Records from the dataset
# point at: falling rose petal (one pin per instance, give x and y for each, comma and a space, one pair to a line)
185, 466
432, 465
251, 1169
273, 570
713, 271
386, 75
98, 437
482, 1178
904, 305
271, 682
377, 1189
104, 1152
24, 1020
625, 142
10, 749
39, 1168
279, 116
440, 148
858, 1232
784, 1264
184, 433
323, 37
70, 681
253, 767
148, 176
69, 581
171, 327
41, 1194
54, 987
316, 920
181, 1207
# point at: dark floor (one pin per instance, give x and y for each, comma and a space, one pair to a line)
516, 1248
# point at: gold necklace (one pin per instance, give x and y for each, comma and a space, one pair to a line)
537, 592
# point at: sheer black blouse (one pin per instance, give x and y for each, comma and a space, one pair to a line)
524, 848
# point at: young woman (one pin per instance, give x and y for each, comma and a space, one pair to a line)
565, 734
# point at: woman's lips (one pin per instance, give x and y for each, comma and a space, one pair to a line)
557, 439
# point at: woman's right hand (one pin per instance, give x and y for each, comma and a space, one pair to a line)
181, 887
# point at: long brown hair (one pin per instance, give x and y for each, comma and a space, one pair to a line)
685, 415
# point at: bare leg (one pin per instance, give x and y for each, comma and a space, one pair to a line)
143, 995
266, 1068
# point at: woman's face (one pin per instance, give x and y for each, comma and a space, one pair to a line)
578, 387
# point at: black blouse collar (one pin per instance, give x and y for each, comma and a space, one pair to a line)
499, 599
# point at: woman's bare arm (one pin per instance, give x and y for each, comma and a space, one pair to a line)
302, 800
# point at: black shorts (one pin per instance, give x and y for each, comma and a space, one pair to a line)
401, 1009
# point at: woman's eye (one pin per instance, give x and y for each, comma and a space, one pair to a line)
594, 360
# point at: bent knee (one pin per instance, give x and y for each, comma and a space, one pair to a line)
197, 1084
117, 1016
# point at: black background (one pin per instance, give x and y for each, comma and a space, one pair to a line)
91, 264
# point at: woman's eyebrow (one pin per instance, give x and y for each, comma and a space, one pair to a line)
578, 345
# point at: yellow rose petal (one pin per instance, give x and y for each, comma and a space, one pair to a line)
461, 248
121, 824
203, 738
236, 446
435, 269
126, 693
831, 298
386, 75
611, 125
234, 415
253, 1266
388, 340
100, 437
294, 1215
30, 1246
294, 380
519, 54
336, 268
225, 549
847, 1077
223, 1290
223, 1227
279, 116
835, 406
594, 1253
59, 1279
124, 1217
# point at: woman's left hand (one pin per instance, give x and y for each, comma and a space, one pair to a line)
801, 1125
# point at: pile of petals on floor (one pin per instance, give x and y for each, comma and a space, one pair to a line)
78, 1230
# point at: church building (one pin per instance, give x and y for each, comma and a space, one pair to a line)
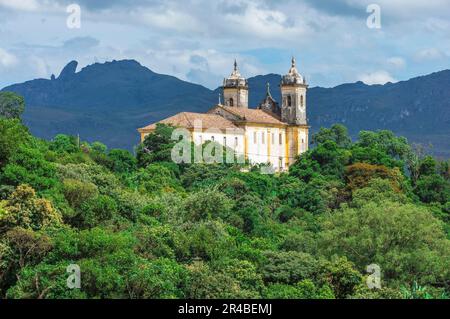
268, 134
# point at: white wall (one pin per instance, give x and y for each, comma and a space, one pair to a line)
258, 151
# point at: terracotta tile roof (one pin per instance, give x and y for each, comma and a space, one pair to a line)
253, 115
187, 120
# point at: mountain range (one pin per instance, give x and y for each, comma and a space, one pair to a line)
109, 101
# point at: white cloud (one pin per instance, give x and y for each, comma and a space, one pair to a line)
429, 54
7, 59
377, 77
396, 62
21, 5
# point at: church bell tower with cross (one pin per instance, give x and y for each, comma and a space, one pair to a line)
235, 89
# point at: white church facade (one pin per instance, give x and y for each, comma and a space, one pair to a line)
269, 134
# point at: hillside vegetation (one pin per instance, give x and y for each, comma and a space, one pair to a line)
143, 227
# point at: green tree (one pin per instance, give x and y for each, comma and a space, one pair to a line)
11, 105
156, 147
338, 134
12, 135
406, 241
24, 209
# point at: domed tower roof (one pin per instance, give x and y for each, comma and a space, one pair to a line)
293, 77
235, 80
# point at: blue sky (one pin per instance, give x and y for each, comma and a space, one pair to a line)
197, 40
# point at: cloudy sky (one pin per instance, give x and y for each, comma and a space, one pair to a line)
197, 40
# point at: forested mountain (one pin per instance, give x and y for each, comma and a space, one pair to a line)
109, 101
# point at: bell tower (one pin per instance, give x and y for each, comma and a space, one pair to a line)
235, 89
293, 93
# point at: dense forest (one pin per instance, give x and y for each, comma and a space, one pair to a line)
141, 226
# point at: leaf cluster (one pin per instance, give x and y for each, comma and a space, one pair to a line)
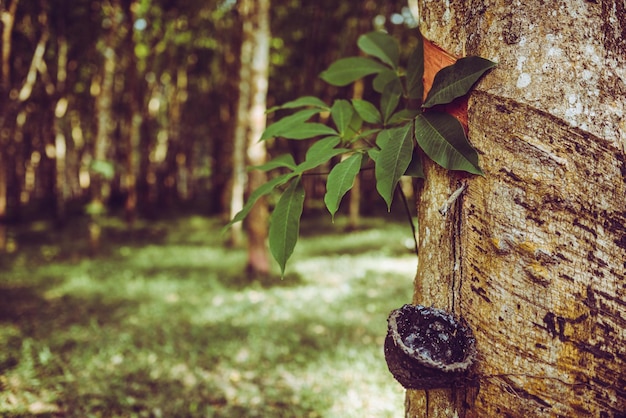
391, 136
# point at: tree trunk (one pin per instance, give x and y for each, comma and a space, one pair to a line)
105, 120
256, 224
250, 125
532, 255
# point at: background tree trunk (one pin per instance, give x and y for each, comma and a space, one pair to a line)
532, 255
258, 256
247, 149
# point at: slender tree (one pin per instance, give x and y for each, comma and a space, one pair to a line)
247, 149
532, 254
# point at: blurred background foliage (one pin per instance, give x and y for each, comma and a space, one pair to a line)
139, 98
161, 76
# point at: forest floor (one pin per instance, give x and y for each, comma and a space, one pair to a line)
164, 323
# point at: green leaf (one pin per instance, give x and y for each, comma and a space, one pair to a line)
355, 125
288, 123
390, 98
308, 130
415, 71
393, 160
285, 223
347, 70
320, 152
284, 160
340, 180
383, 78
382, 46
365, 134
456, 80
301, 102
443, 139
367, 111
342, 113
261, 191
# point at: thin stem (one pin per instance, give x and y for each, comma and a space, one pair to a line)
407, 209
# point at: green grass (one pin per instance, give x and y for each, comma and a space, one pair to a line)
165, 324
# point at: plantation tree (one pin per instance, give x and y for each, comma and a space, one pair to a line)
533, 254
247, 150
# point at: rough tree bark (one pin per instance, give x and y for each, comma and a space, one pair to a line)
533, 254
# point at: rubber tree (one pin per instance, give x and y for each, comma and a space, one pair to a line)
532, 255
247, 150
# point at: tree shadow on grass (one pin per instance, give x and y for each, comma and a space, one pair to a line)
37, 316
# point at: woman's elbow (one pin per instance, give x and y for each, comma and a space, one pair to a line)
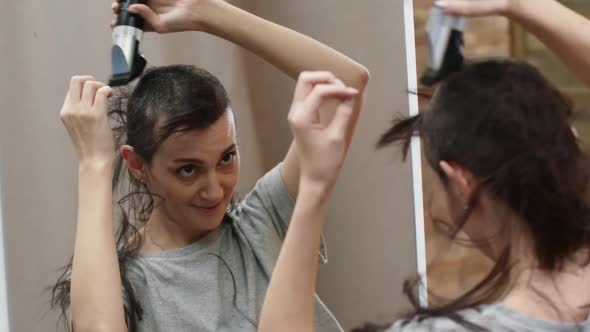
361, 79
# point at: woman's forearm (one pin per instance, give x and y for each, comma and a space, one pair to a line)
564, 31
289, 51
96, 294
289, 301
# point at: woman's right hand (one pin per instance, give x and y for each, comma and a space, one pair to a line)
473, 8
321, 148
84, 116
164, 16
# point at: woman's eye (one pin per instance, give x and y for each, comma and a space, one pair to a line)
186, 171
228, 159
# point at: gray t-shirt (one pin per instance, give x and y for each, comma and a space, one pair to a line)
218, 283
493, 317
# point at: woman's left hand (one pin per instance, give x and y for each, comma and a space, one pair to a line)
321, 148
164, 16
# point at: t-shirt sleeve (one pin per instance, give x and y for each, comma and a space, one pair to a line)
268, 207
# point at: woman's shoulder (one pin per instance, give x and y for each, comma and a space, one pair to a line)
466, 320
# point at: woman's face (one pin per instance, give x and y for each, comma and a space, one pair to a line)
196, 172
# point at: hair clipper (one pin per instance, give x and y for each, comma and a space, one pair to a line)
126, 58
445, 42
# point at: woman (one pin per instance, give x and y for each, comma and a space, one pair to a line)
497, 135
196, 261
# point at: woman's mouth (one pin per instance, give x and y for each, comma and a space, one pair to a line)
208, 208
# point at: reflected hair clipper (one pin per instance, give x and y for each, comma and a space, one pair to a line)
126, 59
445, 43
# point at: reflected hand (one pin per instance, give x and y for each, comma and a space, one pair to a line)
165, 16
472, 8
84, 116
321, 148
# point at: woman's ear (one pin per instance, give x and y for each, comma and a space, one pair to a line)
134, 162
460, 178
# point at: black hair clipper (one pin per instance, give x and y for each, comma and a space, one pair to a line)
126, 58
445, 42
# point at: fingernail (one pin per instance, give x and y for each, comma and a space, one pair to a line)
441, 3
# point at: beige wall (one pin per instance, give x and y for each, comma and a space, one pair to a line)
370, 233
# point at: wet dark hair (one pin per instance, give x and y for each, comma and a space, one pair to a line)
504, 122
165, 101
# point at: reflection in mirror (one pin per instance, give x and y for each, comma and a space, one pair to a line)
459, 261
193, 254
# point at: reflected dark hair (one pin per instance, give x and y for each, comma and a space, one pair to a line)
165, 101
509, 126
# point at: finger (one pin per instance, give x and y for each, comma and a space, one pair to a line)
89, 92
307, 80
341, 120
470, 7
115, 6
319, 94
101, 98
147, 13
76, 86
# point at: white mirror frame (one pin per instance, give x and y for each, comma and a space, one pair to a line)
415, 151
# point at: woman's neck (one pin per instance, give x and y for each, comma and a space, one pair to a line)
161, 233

==

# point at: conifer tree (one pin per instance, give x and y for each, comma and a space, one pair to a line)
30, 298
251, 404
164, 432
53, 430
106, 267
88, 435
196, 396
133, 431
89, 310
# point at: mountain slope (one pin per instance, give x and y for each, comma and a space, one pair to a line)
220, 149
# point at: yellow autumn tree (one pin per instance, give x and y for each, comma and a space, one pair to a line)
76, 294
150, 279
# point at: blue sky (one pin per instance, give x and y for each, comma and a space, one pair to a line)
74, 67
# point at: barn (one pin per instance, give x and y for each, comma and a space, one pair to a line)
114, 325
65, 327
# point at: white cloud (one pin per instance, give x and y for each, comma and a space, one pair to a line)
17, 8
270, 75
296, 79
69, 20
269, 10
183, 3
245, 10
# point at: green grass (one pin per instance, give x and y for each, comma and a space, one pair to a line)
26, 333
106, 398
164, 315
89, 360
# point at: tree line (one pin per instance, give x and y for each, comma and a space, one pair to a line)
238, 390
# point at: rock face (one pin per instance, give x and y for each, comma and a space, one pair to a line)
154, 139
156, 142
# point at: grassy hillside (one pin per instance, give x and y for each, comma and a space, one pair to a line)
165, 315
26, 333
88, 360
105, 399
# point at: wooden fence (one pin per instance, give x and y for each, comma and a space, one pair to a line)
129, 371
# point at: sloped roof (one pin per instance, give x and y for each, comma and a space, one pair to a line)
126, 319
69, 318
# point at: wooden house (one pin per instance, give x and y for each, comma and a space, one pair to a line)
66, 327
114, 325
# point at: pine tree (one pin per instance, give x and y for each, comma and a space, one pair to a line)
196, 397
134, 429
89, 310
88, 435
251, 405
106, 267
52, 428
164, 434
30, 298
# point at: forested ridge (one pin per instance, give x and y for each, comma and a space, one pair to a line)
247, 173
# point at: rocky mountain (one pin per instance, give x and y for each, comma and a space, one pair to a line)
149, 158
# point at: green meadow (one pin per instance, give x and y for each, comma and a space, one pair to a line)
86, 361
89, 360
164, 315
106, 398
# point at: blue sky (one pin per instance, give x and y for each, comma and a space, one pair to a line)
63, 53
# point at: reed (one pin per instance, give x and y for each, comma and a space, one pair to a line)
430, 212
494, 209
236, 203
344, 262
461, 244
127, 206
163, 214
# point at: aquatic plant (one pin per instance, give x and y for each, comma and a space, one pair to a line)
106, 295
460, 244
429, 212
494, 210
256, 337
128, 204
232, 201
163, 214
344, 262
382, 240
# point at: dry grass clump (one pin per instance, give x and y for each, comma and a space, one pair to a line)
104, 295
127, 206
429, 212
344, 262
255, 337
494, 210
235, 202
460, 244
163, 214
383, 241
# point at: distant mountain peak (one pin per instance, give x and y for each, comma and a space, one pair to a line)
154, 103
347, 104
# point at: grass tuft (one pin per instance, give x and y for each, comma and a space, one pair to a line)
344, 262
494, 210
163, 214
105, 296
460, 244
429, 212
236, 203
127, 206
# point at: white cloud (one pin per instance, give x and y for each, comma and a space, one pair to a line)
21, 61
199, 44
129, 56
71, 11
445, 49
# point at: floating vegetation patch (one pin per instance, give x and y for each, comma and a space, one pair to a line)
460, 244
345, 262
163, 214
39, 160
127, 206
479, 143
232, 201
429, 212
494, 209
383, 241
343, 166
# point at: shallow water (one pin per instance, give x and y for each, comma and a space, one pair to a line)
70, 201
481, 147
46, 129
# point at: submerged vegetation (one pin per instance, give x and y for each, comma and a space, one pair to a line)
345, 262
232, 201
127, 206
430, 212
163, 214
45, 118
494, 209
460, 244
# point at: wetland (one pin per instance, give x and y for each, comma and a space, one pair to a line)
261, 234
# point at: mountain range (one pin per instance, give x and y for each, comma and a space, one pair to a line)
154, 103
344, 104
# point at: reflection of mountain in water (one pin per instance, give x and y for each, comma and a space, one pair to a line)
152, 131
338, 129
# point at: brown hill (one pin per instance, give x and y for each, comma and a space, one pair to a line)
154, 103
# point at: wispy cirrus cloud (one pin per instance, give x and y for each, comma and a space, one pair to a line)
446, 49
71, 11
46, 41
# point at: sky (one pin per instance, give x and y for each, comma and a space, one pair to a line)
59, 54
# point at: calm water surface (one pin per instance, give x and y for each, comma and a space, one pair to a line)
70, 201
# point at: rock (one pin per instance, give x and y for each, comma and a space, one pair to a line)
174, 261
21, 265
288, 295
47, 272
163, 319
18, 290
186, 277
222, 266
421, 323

## Problem to solve
State how many lines in the records contain the string "vegetation", where case counts. Reply with the number alone.

## The solution
3